- [JOB] Gather every line in the material below that contains the string "vanity", and list those lines without altering them.

Entries from a dataset
# # #

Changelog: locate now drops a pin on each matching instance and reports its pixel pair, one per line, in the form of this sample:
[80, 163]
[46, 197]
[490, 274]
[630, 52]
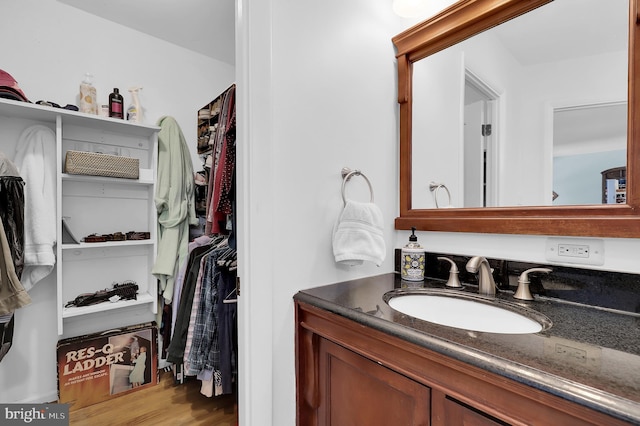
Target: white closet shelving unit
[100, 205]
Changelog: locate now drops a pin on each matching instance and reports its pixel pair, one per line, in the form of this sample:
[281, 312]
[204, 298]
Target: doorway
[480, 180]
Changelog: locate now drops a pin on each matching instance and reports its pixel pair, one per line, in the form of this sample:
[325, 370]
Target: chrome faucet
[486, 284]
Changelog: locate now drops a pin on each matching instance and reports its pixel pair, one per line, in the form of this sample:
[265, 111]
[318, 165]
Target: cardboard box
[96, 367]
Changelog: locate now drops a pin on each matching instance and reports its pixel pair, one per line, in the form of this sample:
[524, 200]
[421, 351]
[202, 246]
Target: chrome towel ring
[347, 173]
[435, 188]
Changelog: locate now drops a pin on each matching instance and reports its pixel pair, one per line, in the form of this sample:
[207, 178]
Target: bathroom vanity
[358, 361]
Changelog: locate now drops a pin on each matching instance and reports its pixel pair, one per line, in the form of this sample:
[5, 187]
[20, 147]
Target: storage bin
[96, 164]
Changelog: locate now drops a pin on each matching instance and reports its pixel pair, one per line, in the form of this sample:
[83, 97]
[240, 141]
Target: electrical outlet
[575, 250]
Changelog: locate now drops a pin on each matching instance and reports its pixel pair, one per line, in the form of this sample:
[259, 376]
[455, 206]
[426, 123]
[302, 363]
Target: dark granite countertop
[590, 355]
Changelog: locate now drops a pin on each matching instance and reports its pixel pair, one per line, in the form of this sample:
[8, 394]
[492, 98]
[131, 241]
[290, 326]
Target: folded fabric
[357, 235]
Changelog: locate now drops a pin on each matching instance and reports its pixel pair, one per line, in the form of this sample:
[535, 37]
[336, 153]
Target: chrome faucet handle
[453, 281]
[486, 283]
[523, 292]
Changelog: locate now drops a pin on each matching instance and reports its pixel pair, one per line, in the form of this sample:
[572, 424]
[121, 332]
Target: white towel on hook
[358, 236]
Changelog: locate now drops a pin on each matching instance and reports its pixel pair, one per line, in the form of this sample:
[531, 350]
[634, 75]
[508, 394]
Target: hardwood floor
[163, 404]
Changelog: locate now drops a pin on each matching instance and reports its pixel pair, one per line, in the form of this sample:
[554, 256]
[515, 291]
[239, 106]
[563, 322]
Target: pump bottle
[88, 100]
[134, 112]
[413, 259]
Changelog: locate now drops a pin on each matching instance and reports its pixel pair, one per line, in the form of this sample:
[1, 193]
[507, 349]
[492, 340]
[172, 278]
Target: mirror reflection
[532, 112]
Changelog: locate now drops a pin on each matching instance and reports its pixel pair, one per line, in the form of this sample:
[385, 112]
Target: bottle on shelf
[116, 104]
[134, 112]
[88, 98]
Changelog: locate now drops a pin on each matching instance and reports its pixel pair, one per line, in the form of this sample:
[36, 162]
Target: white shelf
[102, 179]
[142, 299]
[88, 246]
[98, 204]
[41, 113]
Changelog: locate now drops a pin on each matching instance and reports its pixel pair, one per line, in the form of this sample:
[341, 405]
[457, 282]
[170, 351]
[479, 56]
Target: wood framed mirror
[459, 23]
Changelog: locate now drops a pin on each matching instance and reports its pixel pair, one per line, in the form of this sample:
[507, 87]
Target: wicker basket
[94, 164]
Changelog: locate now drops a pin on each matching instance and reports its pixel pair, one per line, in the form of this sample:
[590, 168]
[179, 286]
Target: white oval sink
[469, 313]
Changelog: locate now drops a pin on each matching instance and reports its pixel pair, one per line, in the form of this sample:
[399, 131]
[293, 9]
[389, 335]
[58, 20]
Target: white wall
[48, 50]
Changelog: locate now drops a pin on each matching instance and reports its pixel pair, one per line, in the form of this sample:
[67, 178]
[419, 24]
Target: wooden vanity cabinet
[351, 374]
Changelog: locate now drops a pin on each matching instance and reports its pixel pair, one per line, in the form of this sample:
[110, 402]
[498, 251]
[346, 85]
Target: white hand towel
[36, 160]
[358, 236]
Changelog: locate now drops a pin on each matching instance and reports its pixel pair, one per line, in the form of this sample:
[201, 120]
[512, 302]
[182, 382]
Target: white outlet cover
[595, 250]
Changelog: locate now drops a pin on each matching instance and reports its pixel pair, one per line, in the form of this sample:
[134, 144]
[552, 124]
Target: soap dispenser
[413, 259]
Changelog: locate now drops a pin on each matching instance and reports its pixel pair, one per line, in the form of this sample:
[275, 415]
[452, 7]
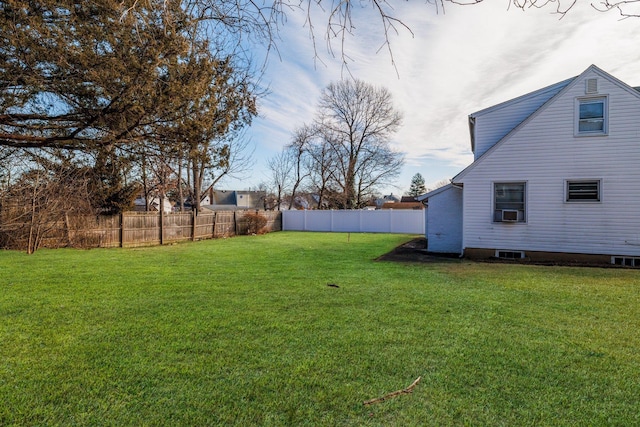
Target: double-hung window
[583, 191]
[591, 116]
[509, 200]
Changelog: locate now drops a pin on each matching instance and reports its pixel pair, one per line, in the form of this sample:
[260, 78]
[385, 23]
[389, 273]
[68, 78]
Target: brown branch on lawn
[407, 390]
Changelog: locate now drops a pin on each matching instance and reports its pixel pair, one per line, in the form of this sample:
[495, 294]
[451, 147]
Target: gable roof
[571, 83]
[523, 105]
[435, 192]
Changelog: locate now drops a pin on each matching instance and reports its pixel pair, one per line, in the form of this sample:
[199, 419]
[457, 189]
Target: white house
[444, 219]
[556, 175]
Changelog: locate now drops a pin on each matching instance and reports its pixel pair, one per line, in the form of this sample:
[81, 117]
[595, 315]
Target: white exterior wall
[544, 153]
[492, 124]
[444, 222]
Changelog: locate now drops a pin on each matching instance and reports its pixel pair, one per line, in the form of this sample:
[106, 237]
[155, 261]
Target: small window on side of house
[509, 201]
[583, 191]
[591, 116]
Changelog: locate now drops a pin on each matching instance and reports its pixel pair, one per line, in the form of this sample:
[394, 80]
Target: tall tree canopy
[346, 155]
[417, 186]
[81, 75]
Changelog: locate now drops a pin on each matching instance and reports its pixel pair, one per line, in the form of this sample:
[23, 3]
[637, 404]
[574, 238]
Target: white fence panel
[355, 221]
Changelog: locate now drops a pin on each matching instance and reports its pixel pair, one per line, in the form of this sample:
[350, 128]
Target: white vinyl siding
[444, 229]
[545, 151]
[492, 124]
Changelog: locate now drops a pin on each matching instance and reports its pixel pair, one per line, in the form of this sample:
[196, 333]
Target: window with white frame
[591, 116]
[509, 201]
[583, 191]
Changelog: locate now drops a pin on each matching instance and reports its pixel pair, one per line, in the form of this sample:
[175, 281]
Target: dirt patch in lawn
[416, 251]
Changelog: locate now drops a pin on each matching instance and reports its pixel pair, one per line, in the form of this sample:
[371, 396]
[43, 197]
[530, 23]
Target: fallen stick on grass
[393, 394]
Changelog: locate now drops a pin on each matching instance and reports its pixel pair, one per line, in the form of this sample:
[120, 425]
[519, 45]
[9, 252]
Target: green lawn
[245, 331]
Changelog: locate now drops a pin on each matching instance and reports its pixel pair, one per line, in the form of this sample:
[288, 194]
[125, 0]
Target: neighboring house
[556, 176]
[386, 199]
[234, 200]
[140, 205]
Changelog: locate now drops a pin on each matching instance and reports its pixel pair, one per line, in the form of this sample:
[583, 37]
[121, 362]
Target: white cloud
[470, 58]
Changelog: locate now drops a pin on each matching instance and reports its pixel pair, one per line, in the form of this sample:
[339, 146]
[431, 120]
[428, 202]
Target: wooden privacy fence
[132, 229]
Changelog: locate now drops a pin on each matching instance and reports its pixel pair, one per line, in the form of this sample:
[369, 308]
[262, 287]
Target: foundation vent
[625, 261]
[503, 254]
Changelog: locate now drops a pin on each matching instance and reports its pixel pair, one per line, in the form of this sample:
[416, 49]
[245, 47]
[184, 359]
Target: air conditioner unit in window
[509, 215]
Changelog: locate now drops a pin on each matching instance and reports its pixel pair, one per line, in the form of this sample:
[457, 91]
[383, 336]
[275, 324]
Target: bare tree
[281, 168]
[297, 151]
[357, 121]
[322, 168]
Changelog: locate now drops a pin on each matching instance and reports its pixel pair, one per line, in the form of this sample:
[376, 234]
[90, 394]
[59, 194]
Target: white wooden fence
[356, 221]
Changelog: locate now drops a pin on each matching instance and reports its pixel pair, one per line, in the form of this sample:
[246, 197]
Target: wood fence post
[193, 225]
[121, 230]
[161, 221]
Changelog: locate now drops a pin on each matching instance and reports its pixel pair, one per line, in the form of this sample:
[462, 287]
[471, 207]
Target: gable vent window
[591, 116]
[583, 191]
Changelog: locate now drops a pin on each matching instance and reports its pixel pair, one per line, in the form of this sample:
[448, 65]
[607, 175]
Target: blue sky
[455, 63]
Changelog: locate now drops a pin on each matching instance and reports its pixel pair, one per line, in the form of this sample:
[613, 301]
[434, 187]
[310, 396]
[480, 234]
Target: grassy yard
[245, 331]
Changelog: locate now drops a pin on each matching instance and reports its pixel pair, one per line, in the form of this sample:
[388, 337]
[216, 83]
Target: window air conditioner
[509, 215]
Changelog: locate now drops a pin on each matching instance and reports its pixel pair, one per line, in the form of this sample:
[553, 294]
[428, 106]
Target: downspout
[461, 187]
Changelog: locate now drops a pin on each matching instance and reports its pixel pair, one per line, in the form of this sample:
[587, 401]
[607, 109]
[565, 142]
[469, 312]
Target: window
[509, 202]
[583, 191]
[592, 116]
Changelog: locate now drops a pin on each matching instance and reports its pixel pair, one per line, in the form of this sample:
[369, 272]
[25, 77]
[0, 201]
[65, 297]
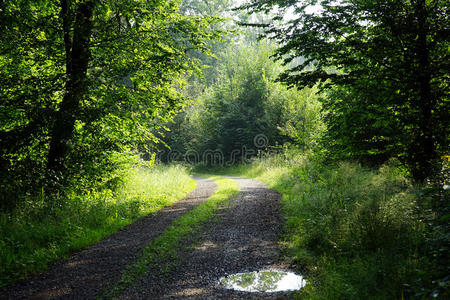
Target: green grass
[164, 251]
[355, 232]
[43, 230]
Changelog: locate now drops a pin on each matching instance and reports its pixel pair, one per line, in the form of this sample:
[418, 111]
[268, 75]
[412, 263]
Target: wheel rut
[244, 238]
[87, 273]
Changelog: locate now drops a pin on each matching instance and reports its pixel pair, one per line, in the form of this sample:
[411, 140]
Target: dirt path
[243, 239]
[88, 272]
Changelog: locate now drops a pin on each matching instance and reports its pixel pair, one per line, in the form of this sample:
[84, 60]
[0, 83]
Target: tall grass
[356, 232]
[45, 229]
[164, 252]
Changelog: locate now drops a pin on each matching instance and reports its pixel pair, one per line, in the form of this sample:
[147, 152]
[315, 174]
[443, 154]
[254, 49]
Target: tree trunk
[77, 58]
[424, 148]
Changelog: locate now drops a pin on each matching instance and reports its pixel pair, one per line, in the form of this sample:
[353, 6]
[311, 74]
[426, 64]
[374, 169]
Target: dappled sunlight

# # #

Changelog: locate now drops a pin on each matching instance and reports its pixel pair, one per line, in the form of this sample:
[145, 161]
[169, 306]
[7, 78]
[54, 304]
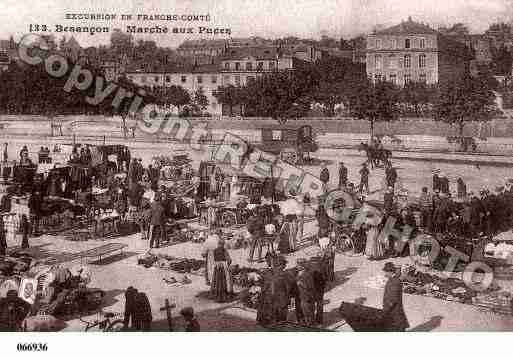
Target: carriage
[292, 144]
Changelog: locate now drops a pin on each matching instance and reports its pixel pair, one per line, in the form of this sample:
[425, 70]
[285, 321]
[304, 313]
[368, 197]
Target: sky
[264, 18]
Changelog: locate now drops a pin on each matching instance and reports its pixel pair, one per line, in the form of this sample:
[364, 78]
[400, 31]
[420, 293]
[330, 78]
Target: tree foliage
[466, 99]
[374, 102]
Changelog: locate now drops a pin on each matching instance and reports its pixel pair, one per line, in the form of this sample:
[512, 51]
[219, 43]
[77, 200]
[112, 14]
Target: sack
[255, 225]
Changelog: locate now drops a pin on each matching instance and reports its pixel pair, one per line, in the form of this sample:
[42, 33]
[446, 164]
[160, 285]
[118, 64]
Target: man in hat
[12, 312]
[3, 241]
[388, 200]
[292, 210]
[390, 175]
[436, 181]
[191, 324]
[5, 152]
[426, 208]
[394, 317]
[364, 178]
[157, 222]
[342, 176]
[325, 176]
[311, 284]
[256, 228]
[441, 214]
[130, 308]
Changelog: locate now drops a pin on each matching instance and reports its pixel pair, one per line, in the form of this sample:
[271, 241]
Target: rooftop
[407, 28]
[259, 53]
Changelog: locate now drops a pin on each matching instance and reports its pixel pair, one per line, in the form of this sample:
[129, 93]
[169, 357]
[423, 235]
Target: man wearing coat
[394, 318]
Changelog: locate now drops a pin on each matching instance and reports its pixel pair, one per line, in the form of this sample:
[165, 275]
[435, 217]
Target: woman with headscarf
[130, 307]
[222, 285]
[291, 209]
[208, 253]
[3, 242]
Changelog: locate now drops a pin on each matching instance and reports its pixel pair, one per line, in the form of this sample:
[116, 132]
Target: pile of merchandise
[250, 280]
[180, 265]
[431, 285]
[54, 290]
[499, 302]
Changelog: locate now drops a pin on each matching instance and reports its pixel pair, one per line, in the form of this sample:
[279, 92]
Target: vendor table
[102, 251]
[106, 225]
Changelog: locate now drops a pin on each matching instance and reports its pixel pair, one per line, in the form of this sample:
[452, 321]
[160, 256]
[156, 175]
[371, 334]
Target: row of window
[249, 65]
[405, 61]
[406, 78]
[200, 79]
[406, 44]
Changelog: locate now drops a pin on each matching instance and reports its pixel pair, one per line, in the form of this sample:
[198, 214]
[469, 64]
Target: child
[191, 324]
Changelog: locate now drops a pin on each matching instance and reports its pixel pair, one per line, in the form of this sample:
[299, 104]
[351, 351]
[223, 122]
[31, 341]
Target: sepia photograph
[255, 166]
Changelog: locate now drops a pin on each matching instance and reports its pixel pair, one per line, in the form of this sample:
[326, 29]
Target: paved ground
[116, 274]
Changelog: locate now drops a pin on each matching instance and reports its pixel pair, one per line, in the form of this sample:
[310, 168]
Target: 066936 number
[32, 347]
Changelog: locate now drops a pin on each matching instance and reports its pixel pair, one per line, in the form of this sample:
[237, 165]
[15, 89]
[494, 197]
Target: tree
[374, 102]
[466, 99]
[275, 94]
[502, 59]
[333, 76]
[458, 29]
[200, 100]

# # #

- [FINISHED EXERCISE]
Target: bathroom vanity
Target: wooden vanity cabinet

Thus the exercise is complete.